_Work to complete_
1. In the camping and spinning thread:
(a) Which spinning wheel did Cookie61868 take camping?
(b) What does deemail bring camping when the site has no electricity?
(c) Which weekend is the last one the campground is open?
2. In the entries, switch "railing" to "guardrail" in the lines starting with the line with "Spot the pitcher's" and going on through the line with "[(104, 81)]". Give back only those lines, with nothing else changed.

_Selected excerpt_
# Spinning: weekend of camping



## Cookie61868 (Sep 19, 2011)

It was more relaxing than expected!!!! I got a bit of Spinning in, I took my best wheel with me, Majacraft Aura!


----------



## BirchPoint (Feb 12, 2016)

Congratulations on the spinning time!!
What kind of 'place' were you in? Looks interesting


----------



## deemail (Jan 25, 2011)

it looks like you camp the way I do. Me, the dog and my featherweight or a knitting machine....featherweight if there is electricity at the site, knitting machine, if not. No phones to answer, no dust bunnies fussing, just me and a lot of yarn and a new sweater (at least) to take home...Your yarn is lovely...I would have knitted that up first and worn it all weekend!!!


----------



## mama879 (Jan 27, 2011)

Great camping looks so comfy. Your spinning is wonderful I like both the colors to.


----------



## Fidra (Nov 11, 2013)

Beautiful spinning!


----------



## Cdambro (Dec 30, 2013)

Fun camping and lovely spinning.


----------



## Cookie61868 (Sep 19, 2011)

We camp in a family campground not too far from where we live. It makes it easier for all the family to enjoy seeing their work schedules are so different. We have most of the comforts of home, bathroom, shower and we bring a hot plate and toaster oven for inside the camper and a small propane grill for outside under the canopy. Columbus Day weekend is the last weekend this campground is open, so we made the best of it!!! You can see my Spinning wheel to the right of the fire.


----------



## Gaildh (Jan 15, 2015)

Wow great place!


----------



## wordancer (May 4, 2011)

Sweet! Spinning by a campfire!


----------



## Reba1 (Feb 5, 2012)

What a pleasant way to spend the weekend. I love the single on your bobbin, such pretty colors.


----------



## gardenpoet (Jun 24, 2016)

Thank you for sharing this so we could all enjoy it vicariosly. Your spun yarn is lovely and will be a great memento of your time, too!


----------



## FiberQueen (Aug 23, 2012)

In my mind your weekend was perfect! Thanks for sharing.


----------



## spinninggill (Apr 9, 2011)

Congratulations on getting some spinning done. 'Fraid I don't do camping.


----------



## Alpaca Farmer (Jan 19, 2011)

Lovely yarn,very nice spinning.


----------



## sbeth53 (Mar 29, 2011)

Looks like a perfect weekend to me :sm24:


----------



## desireeross (Jun 2, 2013)

I take my espinner with me when camping . Love it


----------

_Dataset records_
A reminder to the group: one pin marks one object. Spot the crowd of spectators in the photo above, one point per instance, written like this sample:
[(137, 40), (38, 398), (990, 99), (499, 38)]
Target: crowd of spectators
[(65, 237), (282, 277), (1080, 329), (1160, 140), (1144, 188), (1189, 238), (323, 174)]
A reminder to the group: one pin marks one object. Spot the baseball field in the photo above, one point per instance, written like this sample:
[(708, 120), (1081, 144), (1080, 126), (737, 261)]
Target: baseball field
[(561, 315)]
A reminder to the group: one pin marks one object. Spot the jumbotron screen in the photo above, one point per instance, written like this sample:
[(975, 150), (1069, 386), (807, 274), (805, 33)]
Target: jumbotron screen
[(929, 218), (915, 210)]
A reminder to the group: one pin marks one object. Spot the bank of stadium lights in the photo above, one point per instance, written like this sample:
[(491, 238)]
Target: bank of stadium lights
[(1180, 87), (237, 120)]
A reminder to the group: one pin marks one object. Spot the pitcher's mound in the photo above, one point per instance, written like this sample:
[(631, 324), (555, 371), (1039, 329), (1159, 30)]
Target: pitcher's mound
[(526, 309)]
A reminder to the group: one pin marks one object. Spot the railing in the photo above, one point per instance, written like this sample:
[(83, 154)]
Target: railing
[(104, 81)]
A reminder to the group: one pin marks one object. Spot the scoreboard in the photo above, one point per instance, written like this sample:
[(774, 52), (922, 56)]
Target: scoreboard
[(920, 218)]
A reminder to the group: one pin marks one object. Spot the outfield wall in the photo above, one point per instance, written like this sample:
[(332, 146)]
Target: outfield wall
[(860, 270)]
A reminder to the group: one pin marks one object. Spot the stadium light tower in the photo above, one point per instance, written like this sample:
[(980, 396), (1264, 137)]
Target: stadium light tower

_Answers to the exercises_
1.
(a) A Majacraft Aura.
(b) A knitting machine.
(c) Columbus Day weekend.

2.
A reminder to the group: one pin marks one object. Spot the pitcher's mound in the photo above, one point per instance, written like this sample:
[(631, 324), (555, 371), (1039, 329), (1159, 30)]
Target: pitcher's mound
[(526, 309)]
A reminder to the group: one pin marks one object. Spot the guardrail in the photo above, one point per instance, written like this sample:
[(83, 154)]
Target: guardrail
[(104, 81)]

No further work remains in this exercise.